**REQUIRED WORK:** Pull every line with the word "rise" out of the entries below.

[Collected data entries]
- Opening Delimiter -
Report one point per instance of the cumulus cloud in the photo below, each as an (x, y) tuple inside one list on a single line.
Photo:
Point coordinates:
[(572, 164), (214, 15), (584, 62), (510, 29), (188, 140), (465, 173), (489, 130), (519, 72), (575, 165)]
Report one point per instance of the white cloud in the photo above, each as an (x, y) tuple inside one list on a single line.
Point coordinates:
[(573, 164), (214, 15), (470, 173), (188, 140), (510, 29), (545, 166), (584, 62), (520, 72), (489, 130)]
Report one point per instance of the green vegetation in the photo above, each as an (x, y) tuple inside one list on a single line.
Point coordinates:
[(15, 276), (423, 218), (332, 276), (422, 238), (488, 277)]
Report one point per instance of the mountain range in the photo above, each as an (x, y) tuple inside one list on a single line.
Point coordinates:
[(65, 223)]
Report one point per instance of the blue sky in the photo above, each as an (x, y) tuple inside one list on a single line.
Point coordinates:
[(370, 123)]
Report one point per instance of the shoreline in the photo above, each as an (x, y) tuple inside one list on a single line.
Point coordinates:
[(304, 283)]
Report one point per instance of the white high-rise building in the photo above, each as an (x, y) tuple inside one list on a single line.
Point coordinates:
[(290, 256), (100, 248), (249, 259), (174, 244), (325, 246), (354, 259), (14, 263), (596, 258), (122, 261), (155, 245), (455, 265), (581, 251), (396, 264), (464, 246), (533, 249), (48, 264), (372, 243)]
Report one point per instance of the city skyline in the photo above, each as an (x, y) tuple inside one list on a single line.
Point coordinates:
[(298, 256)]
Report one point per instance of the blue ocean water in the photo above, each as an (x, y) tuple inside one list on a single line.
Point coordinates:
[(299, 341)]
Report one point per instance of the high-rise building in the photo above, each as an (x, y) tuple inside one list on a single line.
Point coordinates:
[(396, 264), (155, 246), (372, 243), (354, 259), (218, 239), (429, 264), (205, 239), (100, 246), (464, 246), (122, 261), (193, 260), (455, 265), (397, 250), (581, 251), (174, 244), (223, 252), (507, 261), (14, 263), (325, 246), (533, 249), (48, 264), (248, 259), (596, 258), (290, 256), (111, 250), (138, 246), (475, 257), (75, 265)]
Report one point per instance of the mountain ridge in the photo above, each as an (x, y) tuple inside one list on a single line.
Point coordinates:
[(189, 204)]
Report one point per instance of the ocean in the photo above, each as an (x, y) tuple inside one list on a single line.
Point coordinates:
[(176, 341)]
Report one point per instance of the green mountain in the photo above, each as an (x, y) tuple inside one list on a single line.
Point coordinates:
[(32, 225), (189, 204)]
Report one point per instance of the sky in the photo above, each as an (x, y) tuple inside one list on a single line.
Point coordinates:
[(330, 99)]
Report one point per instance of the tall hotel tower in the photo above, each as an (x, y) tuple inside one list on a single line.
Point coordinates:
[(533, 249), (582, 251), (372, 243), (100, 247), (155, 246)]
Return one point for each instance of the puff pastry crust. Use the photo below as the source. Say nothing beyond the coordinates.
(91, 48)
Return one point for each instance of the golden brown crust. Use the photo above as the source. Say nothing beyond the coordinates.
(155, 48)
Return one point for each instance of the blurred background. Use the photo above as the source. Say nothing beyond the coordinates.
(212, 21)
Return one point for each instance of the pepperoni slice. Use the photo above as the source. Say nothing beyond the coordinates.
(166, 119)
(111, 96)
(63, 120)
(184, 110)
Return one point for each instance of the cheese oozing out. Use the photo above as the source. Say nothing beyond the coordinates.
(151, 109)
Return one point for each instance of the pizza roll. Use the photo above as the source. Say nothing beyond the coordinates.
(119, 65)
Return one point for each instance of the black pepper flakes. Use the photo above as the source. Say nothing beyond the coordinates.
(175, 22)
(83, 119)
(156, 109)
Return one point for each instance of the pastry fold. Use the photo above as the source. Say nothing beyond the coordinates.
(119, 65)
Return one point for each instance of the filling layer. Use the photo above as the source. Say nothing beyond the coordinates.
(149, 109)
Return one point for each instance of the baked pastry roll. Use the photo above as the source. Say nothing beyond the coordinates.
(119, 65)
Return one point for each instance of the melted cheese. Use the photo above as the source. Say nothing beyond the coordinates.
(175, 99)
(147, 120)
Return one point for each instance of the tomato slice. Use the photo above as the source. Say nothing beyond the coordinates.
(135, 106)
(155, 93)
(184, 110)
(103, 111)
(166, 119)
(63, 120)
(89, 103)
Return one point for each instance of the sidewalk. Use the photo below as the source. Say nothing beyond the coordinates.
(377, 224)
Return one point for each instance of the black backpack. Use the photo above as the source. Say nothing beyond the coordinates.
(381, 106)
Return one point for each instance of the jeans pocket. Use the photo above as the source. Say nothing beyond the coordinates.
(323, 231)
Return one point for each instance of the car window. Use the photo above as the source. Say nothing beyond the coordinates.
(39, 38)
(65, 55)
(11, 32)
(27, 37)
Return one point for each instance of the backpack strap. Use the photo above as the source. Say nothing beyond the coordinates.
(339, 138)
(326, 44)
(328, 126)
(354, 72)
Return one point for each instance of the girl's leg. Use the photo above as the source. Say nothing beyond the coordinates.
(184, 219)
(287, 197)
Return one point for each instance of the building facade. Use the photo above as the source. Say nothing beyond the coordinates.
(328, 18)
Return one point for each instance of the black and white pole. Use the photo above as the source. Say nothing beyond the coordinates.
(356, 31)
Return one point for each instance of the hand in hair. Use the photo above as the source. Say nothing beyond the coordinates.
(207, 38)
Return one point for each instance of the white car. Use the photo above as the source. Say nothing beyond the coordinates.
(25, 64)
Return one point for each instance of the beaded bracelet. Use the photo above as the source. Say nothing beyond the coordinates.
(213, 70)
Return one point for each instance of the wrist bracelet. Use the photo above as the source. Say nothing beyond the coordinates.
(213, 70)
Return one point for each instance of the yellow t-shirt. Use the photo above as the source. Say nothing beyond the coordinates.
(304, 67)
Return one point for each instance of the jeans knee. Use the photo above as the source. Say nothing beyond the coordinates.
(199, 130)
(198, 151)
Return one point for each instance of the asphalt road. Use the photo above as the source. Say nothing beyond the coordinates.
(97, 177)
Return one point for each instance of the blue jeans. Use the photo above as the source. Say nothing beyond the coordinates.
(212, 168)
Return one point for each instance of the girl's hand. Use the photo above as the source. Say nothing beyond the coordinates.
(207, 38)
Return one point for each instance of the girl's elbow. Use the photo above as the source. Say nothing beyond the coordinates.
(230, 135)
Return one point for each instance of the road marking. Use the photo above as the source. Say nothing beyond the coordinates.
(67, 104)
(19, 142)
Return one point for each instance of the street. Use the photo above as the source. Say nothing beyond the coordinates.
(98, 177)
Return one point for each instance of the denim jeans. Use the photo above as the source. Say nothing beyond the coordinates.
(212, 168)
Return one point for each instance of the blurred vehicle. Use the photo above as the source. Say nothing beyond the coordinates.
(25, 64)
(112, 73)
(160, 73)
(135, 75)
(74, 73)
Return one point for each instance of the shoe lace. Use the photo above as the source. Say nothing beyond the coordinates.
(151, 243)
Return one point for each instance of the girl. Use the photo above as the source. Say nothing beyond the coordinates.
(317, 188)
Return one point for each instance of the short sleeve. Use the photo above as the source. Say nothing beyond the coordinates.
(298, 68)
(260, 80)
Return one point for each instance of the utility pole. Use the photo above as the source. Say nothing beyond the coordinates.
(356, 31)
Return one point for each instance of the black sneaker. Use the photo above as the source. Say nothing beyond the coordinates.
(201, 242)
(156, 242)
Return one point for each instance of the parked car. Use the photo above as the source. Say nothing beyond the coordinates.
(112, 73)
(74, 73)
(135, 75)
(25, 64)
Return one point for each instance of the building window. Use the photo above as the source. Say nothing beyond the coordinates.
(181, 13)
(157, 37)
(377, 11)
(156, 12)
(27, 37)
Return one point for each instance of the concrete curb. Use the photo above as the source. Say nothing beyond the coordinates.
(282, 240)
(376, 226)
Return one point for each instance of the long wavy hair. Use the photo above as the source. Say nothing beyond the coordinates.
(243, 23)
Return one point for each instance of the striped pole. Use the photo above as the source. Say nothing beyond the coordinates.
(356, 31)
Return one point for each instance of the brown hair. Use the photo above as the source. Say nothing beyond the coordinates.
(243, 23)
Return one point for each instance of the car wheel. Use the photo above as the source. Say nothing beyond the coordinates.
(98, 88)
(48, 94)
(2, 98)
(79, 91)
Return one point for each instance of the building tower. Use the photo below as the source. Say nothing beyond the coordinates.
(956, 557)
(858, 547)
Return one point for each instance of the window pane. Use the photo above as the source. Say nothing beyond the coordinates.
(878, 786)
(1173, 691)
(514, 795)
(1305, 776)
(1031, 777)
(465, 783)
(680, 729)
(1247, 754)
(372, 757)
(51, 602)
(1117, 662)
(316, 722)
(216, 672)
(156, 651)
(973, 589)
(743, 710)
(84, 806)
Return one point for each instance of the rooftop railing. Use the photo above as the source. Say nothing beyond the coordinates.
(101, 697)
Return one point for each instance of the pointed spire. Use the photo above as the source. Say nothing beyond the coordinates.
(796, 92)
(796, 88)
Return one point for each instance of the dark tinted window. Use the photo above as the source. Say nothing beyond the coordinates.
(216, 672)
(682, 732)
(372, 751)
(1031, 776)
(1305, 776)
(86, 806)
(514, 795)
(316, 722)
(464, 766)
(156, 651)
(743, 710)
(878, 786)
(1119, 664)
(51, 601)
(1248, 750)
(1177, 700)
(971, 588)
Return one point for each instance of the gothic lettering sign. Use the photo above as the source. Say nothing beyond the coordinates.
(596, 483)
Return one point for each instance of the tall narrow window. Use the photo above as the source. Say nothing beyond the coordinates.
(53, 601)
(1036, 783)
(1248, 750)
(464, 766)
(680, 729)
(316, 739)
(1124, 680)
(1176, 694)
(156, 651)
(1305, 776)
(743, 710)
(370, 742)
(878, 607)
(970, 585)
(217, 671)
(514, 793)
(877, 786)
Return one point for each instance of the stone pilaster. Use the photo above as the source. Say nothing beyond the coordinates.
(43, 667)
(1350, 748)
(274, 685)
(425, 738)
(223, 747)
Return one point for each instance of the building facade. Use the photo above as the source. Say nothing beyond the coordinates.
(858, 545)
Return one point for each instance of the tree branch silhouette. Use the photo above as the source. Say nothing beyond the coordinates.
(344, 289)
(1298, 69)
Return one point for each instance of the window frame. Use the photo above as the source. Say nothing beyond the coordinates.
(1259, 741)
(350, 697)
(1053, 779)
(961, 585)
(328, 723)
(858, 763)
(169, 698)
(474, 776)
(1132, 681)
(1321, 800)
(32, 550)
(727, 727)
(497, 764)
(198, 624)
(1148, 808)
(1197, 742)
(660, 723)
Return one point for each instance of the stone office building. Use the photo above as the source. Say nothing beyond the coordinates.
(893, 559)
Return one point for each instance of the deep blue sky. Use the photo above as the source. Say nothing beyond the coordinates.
- Closing Delimiter -
**ANSWER TO THE EXERCISE:**
Report one point per instance of the white high-rise building in the photo above, each as an (x, y) tuple inside one list on a single line.
Report one point per instance of the high-rise building in the photo above, each as an (x, y) tuple inside one list on a single line.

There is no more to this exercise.